EXERCISE INSTRUCTIONS>
Every line below between the line holding "Target: festival stall" and the line holding "point(257, 232)", inclusive, should be repeated exactly, and all other lines omitted.

EXERCISE MATERIALS>

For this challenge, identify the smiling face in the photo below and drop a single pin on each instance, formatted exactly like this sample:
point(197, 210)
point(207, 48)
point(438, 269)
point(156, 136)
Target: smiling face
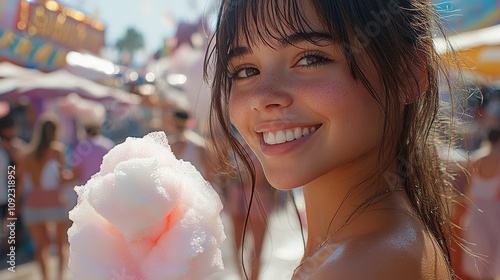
point(301, 111)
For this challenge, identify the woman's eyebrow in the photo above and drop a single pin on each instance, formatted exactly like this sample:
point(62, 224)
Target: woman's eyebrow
point(315, 37)
point(292, 39)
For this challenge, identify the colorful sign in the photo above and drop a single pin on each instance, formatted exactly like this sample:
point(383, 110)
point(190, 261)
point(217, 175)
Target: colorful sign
point(467, 15)
point(39, 34)
point(31, 51)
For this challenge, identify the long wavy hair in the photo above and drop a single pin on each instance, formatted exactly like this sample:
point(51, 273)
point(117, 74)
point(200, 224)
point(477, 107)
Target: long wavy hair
point(397, 36)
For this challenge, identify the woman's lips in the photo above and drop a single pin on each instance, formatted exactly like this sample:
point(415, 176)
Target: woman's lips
point(283, 141)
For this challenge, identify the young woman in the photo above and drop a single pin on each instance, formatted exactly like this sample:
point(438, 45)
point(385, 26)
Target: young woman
point(44, 203)
point(341, 97)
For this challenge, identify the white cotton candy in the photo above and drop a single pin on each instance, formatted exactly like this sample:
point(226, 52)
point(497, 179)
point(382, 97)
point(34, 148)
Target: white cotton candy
point(145, 215)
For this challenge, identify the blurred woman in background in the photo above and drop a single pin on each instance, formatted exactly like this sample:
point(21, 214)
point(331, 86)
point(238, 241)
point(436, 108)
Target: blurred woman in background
point(44, 203)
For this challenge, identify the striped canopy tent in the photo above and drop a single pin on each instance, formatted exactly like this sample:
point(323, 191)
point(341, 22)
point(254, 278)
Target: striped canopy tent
point(478, 50)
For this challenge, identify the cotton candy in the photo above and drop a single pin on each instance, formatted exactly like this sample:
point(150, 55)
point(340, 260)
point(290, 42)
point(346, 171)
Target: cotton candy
point(145, 216)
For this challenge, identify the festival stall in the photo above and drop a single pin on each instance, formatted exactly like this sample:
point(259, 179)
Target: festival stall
point(39, 34)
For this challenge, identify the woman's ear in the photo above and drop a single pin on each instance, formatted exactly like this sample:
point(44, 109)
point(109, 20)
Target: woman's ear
point(418, 80)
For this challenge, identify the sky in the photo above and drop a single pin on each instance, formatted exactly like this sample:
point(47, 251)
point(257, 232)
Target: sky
point(154, 19)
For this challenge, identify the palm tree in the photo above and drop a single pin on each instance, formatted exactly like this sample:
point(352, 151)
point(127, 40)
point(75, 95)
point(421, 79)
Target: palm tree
point(129, 44)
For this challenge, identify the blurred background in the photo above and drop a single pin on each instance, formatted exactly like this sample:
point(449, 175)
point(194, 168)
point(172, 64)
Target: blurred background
point(128, 66)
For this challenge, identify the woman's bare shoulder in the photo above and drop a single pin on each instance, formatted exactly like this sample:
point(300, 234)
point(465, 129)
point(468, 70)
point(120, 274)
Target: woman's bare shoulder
point(402, 252)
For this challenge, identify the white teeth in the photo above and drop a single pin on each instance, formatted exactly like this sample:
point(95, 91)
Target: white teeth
point(297, 132)
point(282, 136)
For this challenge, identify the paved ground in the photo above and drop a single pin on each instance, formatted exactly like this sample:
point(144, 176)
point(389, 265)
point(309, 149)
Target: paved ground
point(281, 253)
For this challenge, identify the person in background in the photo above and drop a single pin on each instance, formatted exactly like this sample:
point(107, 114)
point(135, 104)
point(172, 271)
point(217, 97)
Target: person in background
point(11, 152)
point(186, 144)
point(44, 203)
point(88, 153)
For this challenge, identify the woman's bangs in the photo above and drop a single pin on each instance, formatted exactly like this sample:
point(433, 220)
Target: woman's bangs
point(269, 22)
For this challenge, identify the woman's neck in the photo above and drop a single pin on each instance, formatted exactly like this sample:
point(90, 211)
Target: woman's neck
point(333, 199)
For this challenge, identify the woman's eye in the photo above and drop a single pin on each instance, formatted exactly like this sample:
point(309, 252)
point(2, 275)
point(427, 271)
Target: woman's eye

TASK ANSWER>
Target: festival stall
point(39, 34)
For this challenge, identify the woman's ear in the photo above and drop a single pin on each instance, formatted exactly like this sample:
point(44, 109)
point(109, 20)
Target: woman's ear
point(418, 80)
For this challenge, identify the sky in the photo above and drop a single pin on each instance, formatted exactly like this sample:
point(47, 251)
point(257, 232)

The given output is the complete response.